--- START ---
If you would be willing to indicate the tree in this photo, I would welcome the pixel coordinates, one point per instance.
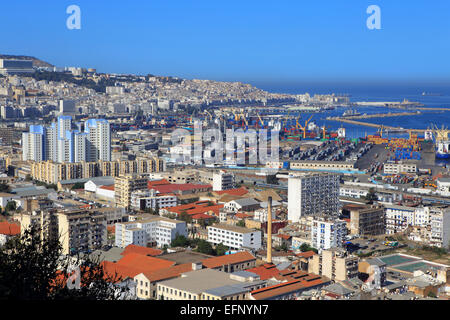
(204, 247)
(32, 268)
(184, 216)
(241, 223)
(221, 249)
(4, 188)
(371, 196)
(78, 185)
(11, 206)
(180, 241)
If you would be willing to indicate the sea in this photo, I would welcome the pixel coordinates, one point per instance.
(440, 97)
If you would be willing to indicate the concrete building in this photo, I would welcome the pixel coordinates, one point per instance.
(368, 221)
(223, 181)
(312, 193)
(152, 229)
(399, 167)
(334, 264)
(81, 230)
(209, 284)
(141, 200)
(67, 107)
(327, 232)
(124, 186)
(16, 67)
(234, 237)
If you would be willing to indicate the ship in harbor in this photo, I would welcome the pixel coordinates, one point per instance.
(351, 112)
(442, 149)
(442, 143)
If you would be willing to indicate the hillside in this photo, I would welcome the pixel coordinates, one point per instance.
(36, 62)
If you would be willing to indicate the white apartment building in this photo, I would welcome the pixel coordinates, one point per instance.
(153, 229)
(60, 143)
(398, 218)
(67, 106)
(99, 140)
(223, 181)
(440, 226)
(143, 199)
(443, 187)
(33, 144)
(327, 232)
(399, 167)
(234, 237)
(312, 193)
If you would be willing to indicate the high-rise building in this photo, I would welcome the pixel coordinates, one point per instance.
(13, 66)
(327, 232)
(223, 181)
(67, 107)
(312, 193)
(33, 144)
(99, 140)
(59, 143)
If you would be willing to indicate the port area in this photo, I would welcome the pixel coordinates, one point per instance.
(379, 154)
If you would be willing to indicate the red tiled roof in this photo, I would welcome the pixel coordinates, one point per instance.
(168, 273)
(157, 183)
(265, 271)
(110, 187)
(200, 216)
(196, 208)
(306, 254)
(132, 248)
(133, 263)
(234, 258)
(179, 187)
(10, 229)
(284, 288)
(235, 192)
(241, 215)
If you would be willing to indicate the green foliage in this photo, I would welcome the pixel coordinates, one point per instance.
(371, 196)
(78, 185)
(34, 269)
(4, 188)
(11, 206)
(241, 223)
(205, 247)
(183, 216)
(306, 247)
(180, 241)
(221, 249)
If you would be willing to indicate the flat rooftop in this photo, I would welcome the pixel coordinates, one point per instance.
(185, 257)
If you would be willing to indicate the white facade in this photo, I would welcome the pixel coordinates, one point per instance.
(223, 181)
(158, 229)
(151, 199)
(315, 193)
(326, 234)
(234, 237)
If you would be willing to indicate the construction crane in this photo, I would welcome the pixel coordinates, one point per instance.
(305, 127)
(262, 122)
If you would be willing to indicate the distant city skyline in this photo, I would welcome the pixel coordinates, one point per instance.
(263, 43)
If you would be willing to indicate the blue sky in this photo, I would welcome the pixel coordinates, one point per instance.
(279, 42)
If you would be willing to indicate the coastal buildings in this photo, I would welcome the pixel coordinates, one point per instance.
(367, 221)
(125, 185)
(52, 172)
(223, 181)
(335, 264)
(234, 237)
(312, 193)
(327, 232)
(151, 229)
(59, 143)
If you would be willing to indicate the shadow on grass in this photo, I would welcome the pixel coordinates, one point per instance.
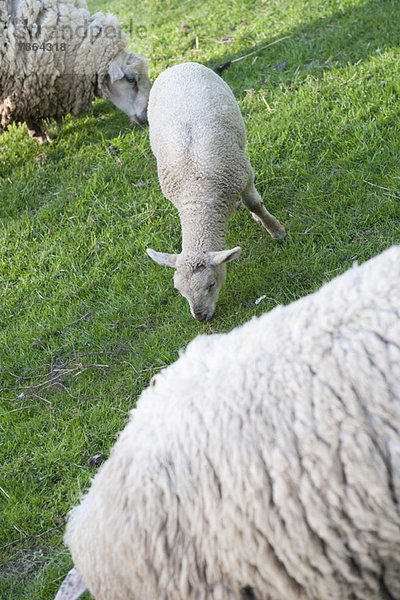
(346, 37)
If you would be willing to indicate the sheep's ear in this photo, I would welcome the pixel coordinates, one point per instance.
(72, 587)
(169, 260)
(115, 72)
(222, 256)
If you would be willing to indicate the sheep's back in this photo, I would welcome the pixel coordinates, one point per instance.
(268, 457)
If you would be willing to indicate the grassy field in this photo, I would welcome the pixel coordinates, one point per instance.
(87, 318)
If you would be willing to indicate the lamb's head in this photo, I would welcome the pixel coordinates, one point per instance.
(199, 277)
(128, 85)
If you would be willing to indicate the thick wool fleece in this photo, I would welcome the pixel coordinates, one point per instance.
(264, 463)
(69, 67)
(199, 141)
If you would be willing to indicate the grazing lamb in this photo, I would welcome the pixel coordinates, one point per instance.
(263, 464)
(198, 137)
(55, 58)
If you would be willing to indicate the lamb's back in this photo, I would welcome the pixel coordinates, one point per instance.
(197, 134)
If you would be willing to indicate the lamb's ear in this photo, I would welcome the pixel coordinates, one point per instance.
(115, 72)
(225, 255)
(162, 258)
(72, 587)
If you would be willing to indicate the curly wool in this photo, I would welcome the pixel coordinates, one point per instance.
(52, 83)
(264, 463)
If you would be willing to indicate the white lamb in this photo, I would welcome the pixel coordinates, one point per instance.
(263, 464)
(55, 58)
(198, 137)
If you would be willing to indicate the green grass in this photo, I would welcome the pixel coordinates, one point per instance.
(86, 318)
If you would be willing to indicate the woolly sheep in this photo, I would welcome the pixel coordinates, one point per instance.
(55, 58)
(198, 136)
(263, 464)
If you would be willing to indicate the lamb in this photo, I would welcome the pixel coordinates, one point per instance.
(55, 58)
(198, 136)
(264, 463)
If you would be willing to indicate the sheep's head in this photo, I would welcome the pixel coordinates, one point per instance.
(128, 85)
(199, 277)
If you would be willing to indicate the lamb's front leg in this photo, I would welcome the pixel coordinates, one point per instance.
(253, 201)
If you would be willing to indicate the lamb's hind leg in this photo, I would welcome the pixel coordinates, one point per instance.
(253, 201)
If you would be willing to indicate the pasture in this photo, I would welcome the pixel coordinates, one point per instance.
(87, 318)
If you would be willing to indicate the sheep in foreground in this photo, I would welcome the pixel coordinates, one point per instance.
(263, 464)
(55, 58)
(198, 136)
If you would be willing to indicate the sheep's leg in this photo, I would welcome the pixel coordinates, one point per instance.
(36, 131)
(253, 201)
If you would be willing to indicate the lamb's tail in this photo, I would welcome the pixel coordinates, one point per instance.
(72, 587)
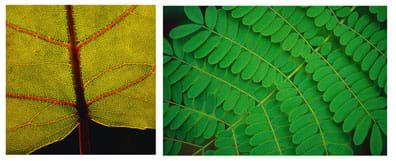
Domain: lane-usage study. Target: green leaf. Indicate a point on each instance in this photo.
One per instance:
(375, 141)
(183, 30)
(194, 14)
(283, 81)
(196, 41)
(210, 17)
(112, 60)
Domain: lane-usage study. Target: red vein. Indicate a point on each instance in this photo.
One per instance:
(39, 98)
(37, 35)
(31, 123)
(107, 27)
(122, 88)
(111, 69)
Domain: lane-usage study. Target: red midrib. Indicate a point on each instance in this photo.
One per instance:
(81, 105)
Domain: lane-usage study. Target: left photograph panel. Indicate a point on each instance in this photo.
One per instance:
(80, 79)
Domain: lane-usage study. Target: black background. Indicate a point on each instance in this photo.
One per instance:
(106, 140)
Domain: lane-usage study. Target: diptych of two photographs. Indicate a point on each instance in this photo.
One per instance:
(236, 80)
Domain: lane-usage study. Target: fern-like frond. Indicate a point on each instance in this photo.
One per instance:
(276, 80)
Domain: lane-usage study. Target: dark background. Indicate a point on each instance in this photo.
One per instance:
(106, 140)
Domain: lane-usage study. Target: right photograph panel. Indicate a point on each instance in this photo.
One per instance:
(275, 80)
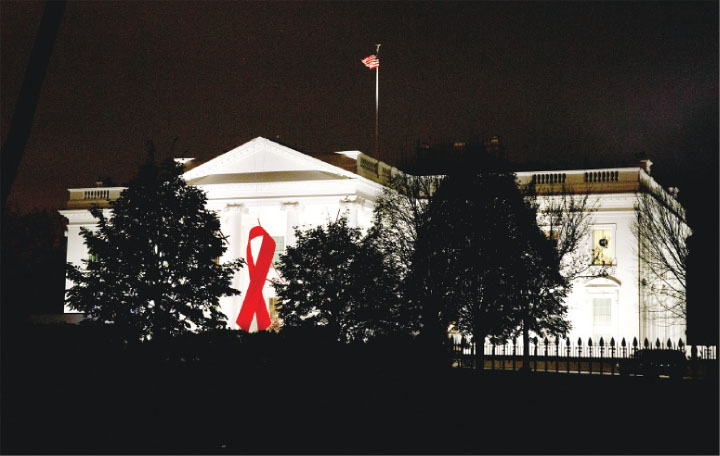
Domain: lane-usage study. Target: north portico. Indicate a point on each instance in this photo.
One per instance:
(266, 183)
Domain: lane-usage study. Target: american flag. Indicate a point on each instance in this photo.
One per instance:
(371, 61)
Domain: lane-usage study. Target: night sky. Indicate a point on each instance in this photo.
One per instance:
(567, 84)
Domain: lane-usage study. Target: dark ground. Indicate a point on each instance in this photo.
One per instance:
(77, 394)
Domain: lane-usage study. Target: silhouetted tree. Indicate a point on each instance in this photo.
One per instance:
(33, 263)
(153, 269)
(662, 234)
(552, 261)
(399, 215)
(336, 278)
(474, 248)
(540, 288)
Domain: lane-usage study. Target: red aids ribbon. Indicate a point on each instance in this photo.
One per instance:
(254, 302)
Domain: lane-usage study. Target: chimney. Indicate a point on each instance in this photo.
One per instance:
--- END ---
State how many lines of the data contain the word "dark". Nothing besides the number belongs in the reply.

2